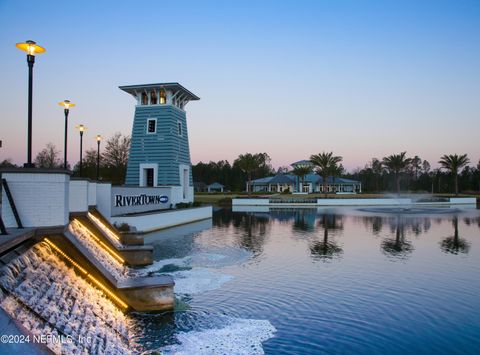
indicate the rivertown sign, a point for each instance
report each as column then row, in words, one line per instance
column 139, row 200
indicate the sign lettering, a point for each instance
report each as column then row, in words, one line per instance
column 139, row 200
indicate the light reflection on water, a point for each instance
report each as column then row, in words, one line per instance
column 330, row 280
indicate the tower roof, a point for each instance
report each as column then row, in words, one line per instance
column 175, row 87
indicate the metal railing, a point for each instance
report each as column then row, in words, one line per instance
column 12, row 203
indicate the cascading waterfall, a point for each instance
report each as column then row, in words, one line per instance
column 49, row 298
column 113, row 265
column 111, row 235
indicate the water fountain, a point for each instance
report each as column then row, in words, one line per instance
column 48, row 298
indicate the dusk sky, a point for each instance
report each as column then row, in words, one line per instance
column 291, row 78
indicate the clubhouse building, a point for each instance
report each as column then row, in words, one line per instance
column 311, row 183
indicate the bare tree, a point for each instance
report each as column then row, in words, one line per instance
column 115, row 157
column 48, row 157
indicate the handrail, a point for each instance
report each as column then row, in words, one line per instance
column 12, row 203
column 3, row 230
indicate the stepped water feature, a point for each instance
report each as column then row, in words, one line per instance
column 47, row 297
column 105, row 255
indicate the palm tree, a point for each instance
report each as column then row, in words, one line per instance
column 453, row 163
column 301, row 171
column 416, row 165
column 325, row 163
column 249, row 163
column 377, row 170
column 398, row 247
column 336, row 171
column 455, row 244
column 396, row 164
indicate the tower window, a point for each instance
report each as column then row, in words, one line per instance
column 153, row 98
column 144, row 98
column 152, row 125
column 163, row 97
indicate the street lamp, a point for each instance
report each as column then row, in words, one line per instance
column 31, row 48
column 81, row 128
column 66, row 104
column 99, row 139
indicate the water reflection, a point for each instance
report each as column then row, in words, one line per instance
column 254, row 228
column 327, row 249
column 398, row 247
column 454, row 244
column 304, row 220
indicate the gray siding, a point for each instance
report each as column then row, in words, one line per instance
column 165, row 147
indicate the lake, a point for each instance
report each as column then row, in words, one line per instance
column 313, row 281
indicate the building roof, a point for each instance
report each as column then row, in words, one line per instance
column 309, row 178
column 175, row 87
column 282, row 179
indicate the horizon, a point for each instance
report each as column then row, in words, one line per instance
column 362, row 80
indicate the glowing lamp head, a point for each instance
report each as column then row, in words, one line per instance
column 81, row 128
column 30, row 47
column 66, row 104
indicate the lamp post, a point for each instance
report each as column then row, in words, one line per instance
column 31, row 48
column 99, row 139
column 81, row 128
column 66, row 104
---
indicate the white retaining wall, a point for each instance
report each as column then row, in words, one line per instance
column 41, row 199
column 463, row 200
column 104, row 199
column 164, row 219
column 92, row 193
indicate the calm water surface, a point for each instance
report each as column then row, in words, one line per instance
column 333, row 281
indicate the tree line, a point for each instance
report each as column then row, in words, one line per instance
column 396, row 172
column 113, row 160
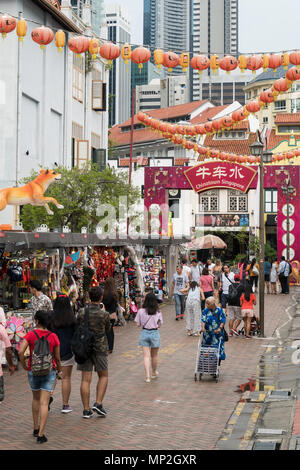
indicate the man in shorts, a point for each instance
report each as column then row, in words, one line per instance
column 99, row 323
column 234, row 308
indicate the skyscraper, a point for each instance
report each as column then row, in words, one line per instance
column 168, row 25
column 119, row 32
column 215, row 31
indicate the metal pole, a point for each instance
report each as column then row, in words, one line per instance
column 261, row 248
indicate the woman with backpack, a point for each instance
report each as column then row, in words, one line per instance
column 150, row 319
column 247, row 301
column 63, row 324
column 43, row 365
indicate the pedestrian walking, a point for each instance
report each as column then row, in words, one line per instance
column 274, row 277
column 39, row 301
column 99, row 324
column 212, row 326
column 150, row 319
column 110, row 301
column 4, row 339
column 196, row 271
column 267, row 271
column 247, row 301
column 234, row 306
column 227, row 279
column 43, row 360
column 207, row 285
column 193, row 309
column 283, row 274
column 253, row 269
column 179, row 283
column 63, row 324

PROMPT: Going by the data above, the answer is exactly the lines from the one holding "indicate the tree" to the one holding "indicate the metal pole, a", both kept, with the pictures left out.

OUTPUT OF THE TASK:
indicate the tree line, a point for each instance
report each as column then row, in words, one line per instance
column 396, row 172
column 113, row 160
indicate the man in shorts, a point for each instance
report each as column then row, in words, one line per instance
column 99, row 323
column 234, row 308
indicate the skyscraper, a point for each instance
report each as column then row, in words, one line per instance
column 168, row 25
column 119, row 32
column 215, row 31
indicate the metal pole, a point for each instance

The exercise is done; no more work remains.